--- Direction ---
The lines to extract start at the one containing "of the building" and end with the last line; give them exactly and nothing more.

Pointing dataset records:
════════════════════

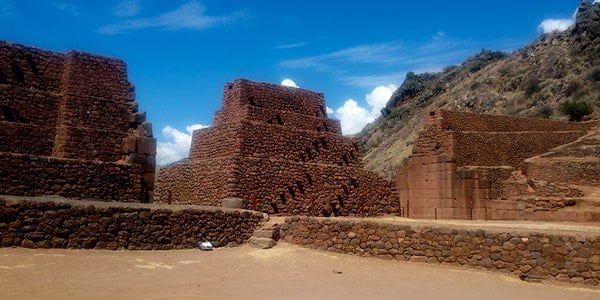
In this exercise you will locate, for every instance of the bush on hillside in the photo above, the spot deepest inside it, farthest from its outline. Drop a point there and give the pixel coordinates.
(532, 86)
(576, 110)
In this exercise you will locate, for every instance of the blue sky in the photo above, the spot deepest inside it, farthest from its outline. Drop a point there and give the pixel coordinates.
(181, 53)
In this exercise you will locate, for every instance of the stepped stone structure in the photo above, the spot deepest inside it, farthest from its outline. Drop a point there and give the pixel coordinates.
(274, 149)
(471, 166)
(70, 126)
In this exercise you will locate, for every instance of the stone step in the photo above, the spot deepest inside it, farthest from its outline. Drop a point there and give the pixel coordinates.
(262, 243)
(267, 235)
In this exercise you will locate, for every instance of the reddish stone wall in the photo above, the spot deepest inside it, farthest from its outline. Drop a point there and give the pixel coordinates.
(60, 223)
(72, 106)
(506, 148)
(30, 175)
(458, 166)
(564, 256)
(460, 121)
(274, 147)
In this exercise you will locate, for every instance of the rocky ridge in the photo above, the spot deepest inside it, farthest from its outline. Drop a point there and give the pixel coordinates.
(532, 81)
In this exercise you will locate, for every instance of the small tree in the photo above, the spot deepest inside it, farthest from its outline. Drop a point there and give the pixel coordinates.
(576, 110)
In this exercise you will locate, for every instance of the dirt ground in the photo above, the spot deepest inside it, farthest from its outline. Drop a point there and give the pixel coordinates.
(284, 272)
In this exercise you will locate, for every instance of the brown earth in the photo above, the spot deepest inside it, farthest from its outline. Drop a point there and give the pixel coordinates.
(284, 272)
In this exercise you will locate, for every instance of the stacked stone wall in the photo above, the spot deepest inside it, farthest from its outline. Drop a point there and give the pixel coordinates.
(311, 188)
(295, 120)
(192, 182)
(506, 148)
(460, 161)
(26, 138)
(460, 121)
(282, 154)
(56, 223)
(76, 106)
(564, 256)
(31, 175)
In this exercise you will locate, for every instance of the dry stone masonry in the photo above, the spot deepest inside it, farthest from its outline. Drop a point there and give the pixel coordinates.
(471, 166)
(274, 147)
(70, 126)
(564, 256)
(61, 223)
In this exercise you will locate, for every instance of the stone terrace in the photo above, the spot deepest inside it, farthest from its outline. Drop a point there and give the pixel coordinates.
(70, 126)
(471, 166)
(274, 147)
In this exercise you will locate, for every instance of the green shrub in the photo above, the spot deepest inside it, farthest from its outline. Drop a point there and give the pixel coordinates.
(576, 110)
(572, 87)
(594, 74)
(532, 86)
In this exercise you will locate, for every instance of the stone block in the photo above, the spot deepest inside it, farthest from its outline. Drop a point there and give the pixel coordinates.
(146, 146)
(129, 145)
(233, 202)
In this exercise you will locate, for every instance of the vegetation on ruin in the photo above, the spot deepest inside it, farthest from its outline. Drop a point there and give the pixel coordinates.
(533, 81)
(576, 110)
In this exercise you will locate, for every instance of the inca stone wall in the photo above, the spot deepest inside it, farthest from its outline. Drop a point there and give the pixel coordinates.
(61, 223)
(274, 147)
(565, 256)
(70, 126)
(470, 166)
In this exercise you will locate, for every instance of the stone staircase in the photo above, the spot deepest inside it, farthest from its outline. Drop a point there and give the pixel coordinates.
(266, 236)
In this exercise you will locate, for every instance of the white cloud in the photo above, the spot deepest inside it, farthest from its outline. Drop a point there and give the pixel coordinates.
(329, 110)
(177, 145)
(555, 25)
(289, 82)
(354, 117)
(66, 7)
(190, 16)
(127, 8)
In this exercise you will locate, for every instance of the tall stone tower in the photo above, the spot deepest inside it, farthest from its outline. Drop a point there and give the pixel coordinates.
(274, 147)
(70, 126)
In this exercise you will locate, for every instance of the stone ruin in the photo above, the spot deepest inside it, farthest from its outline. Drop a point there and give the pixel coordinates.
(274, 147)
(471, 166)
(70, 126)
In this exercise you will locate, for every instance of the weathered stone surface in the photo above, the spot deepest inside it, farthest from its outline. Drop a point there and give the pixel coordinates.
(102, 225)
(275, 147)
(454, 173)
(65, 127)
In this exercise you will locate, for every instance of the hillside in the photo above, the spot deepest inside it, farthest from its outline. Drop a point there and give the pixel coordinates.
(532, 81)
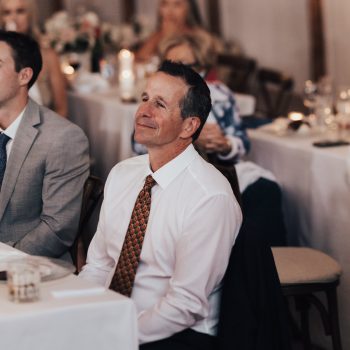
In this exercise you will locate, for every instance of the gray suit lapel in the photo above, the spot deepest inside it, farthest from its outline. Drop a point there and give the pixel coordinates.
(22, 143)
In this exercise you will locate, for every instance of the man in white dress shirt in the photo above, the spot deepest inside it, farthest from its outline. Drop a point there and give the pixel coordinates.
(193, 222)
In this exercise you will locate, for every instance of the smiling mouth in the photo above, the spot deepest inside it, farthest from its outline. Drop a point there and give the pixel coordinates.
(146, 125)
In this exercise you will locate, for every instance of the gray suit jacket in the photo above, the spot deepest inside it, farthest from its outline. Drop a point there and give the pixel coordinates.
(41, 193)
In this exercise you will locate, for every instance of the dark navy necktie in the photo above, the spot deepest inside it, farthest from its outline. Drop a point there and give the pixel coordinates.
(3, 157)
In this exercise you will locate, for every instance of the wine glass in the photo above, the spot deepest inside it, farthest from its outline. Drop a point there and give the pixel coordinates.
(310, 96)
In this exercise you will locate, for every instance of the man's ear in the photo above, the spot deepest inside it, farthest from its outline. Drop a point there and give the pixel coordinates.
(189, 127)
(25, 75)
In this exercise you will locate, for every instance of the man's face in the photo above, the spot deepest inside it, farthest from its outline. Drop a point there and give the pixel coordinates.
(158, 119)
(9, 78)
(16, 15)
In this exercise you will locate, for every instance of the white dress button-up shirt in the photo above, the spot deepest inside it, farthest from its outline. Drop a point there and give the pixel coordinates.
(193, 223)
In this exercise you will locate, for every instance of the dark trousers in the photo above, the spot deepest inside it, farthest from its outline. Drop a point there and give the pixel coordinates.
(185, 340)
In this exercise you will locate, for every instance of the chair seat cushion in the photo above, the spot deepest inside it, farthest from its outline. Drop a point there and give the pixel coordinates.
(298, 265)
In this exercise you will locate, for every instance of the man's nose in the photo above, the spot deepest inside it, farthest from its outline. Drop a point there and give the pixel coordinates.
(145, 109)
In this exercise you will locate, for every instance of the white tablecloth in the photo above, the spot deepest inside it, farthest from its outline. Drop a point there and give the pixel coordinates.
(316, 194)
(103, 320)
(108, 124)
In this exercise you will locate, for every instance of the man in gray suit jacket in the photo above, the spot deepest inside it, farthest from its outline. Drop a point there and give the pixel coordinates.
(45, 157)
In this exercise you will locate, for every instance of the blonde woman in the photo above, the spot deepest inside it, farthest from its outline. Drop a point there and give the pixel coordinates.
(50, 89)
(174, 17)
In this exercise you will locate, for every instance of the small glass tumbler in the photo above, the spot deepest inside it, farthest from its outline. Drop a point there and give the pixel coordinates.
(23, 281)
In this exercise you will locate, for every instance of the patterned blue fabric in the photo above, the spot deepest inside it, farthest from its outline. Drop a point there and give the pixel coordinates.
(224, 112)
(3, 157)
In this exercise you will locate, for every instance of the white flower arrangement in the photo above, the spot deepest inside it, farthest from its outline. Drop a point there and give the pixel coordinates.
(67, 34)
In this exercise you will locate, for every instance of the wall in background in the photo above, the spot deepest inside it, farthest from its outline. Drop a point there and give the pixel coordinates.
(108, 10)
(337, 30)
(272, 31)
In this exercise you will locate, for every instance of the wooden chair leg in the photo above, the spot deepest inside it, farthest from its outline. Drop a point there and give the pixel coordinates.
(303, 306)
(334, 318)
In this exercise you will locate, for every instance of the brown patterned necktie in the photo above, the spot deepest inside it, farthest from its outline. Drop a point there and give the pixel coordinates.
(124, 275)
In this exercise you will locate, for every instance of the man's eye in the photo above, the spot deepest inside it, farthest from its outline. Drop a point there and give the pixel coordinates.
(159, 104)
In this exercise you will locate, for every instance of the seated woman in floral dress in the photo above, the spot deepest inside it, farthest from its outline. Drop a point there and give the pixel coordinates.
(50, 88)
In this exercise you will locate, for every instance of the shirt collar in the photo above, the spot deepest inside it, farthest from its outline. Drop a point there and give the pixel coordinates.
(168, 172)
(11, 130)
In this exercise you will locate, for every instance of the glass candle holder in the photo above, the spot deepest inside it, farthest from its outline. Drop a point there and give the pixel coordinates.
(23, 281)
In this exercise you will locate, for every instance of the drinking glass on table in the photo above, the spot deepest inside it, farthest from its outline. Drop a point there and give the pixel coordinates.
(310, 96)
(343, 111)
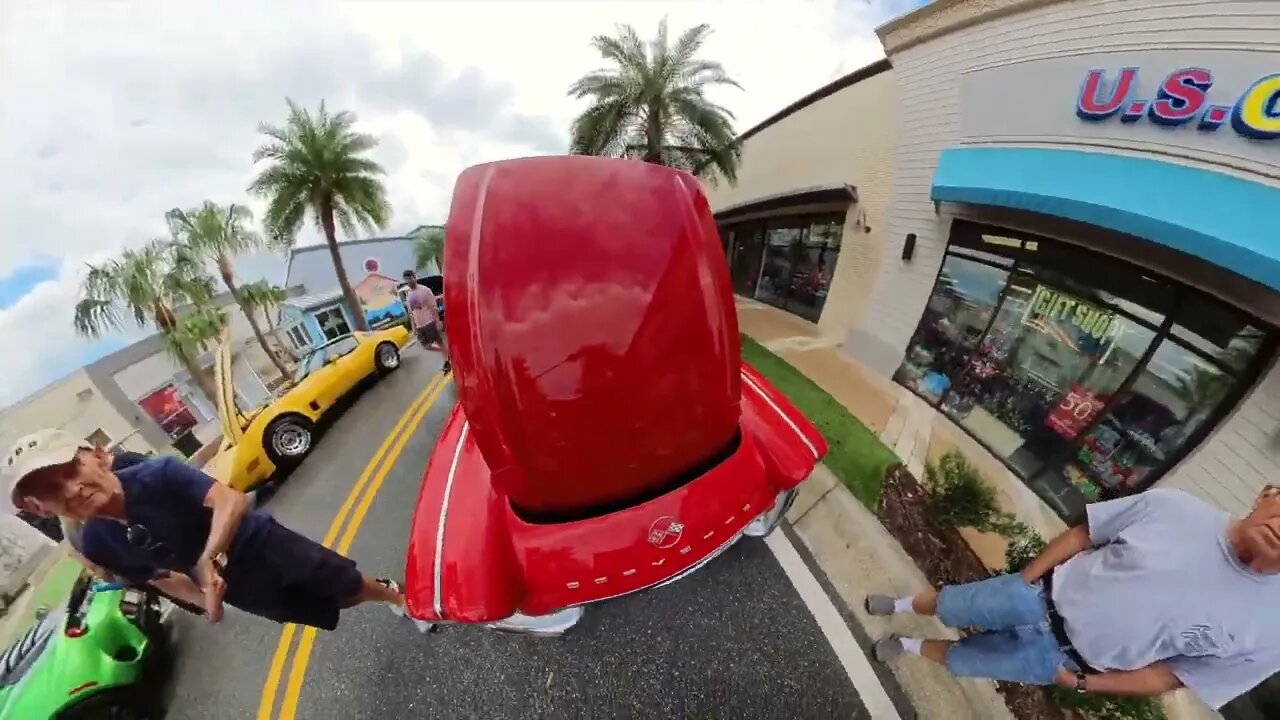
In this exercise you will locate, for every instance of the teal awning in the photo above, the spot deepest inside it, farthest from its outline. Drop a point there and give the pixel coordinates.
(1219, 218)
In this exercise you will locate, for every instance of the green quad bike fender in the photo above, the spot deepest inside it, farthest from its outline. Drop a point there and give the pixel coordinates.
(85, 660)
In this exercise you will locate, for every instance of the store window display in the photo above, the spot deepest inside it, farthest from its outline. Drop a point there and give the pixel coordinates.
(786, 261)
(1088, 377)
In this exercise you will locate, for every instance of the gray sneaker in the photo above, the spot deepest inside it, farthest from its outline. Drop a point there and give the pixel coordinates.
(890, 648)
(880, 605)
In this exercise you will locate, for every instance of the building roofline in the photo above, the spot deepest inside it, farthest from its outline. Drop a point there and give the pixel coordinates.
(112, 360)
(832, 87)
(347, 244)
(821, 94)
(940, 17)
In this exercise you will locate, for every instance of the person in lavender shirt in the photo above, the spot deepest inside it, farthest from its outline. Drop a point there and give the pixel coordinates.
(425, 315)
(1151, 593)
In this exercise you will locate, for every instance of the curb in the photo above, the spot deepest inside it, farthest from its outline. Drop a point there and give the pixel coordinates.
(896, 695)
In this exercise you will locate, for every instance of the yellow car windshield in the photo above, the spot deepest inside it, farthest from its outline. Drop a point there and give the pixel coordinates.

════════════════════

--- The completed task ---
In this exercise you will locate, for every instance of the building roofline in the photo above, the spot deepest inside it, farthest from its outline. Drop a point there and give the pixel coordinates.
(112, 360)
(832, 87)
(347, 244)
(821, 94)
(940, 17)
In this exercise you will locate, for every instance of the person in lavender shirt in the photo above, the spot deepest inside it, farthest from its outline. Drop a point there and give the pixel coordinates.
(425, 315)
(1151, 593)
In this exercise you will locate, for every instance of the curb in the photo above, the spot deepest inside it, farthest from its outline. Drop a point there and give the pixel coordinates.
(896, 695)
In this exercise you will locate, for every instance of the yellow car windshield in the photo above, the spot deepest inside it, farthest from its outline. Drop a point there and give the pixel coordinates.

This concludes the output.